> OBJETIVO DEL EJERCICIO:
Filtra las filas de abajo y copia cada línea que contenga la cadena "post".

> FILAS EXTRAÍDAS:
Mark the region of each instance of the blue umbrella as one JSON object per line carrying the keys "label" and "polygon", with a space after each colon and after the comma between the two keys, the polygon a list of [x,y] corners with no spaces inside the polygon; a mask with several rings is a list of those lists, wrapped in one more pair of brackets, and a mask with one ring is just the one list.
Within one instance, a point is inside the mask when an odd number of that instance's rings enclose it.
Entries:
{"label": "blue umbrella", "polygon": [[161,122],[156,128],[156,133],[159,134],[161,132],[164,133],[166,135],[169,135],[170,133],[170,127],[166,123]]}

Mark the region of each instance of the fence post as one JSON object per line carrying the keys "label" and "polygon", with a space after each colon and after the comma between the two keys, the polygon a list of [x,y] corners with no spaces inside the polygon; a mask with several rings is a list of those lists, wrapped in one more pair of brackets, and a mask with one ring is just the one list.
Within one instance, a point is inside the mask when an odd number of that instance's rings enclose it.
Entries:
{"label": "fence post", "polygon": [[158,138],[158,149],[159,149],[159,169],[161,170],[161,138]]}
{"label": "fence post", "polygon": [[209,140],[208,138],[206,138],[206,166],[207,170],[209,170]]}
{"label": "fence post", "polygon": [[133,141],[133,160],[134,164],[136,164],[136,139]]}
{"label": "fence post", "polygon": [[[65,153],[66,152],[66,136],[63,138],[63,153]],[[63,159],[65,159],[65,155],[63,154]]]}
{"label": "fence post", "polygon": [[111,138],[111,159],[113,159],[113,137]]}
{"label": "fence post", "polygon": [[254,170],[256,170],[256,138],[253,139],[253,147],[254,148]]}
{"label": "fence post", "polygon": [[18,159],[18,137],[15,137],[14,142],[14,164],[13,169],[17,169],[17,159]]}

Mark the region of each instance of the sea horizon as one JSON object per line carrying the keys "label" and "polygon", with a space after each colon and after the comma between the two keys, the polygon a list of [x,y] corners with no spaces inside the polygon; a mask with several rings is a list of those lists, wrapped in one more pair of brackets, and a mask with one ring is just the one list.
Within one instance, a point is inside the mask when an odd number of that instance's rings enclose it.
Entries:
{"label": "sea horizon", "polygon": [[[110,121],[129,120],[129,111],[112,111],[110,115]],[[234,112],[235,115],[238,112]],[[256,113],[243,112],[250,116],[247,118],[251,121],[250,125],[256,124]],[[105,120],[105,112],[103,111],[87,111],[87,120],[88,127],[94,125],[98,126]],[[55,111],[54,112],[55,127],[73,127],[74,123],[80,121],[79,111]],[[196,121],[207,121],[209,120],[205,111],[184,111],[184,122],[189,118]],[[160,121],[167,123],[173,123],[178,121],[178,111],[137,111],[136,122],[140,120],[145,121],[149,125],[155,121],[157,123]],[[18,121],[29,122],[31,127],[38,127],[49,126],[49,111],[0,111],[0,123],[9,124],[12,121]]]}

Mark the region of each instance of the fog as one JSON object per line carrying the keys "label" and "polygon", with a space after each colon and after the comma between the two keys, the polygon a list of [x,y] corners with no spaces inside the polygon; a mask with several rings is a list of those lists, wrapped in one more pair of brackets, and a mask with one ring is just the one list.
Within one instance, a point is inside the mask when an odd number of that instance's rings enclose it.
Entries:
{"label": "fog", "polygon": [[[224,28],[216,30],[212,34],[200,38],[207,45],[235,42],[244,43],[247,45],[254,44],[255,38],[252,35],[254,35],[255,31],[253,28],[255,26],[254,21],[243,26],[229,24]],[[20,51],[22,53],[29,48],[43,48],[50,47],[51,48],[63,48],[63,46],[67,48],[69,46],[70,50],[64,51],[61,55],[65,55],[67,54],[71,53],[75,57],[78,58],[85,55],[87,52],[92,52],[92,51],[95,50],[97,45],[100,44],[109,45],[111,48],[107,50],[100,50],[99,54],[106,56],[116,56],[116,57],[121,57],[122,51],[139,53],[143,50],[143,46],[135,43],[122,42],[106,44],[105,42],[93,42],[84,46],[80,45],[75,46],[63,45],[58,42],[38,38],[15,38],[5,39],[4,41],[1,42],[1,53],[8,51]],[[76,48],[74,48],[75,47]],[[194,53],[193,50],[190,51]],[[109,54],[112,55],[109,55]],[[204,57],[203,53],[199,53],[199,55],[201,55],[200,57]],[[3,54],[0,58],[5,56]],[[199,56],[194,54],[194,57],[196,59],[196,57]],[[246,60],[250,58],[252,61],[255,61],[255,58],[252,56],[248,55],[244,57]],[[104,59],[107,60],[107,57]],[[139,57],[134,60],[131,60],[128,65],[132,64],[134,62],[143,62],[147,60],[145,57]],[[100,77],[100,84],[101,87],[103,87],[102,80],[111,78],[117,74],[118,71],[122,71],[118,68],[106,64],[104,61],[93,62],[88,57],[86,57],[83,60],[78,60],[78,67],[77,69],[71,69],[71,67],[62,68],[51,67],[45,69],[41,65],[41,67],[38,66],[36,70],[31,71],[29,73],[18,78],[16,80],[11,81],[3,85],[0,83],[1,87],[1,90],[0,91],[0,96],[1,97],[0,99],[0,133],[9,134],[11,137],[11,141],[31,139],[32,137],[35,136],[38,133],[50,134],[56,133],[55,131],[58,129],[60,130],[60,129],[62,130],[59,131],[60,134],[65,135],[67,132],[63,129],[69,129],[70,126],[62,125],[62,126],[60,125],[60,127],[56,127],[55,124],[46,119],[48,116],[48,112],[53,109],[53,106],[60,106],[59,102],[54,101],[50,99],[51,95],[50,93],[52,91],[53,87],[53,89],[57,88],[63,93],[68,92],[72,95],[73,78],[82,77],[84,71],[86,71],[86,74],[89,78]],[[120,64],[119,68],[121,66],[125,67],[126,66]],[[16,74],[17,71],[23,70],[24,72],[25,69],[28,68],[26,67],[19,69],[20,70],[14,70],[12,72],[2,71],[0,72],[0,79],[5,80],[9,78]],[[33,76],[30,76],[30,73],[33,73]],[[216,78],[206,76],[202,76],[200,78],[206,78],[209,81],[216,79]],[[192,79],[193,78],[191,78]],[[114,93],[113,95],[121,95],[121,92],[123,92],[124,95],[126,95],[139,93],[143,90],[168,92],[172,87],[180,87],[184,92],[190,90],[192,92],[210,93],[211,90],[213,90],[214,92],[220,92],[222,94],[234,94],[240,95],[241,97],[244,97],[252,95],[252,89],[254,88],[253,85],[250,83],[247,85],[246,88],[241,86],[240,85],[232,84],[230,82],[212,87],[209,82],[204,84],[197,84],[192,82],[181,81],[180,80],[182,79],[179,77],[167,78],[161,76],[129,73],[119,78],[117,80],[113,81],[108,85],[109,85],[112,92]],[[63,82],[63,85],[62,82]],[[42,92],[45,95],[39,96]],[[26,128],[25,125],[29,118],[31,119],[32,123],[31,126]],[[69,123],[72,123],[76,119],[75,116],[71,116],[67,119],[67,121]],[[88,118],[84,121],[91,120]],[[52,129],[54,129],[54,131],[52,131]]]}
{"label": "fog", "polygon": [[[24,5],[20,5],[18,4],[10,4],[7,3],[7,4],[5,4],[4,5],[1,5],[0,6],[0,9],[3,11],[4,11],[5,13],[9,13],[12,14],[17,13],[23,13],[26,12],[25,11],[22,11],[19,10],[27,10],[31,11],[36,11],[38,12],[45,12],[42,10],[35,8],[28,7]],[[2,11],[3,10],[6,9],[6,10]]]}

> RESULTADO DE LA TAREA:
Mark the region of each instance of the fence post as one JSON object per line carrying the keys "label" and "polygon", with a space after each colon and after the comma between the two keys, the polygon a list of [x,y] corners with no spaces inside the polygon; a mask with several rings is a list of those lists, wrapped in one more pair of brackets, and a mask with one ring is just the one list.
{"label": "fence post", "polygon": [[158,138],[158,149],[159,149],[159,169],[161,170],[161,138]]}
{"label": "fence post", "polygon": [[209,140],[208,138],[206,138],[206,166],[207,170],[209,170]]}
{"label": "fence post", "polygon": [[133,141],[133,160],[134,164],[136,164],[136,139]]}
{"label": "fence post", "polygon": [[[65,153],[66,152],[66,136],[63,138],[63,153]],[[63,159],[65,159],[65,155],[63,154]]]}
{"label": "fence post", "polygon": [[111,138],[111,159],[113,159],[113,137]]}
{"label": "fence post", "polygon": [[254,170],[256,170],[256,138],[253,139],[253,147],[254,148]]}
{"label": "fence post", "polygon": [[18,159],[18,137],[15,137],[14,142],[14,164],[13,169],[17,169],[17,159]]}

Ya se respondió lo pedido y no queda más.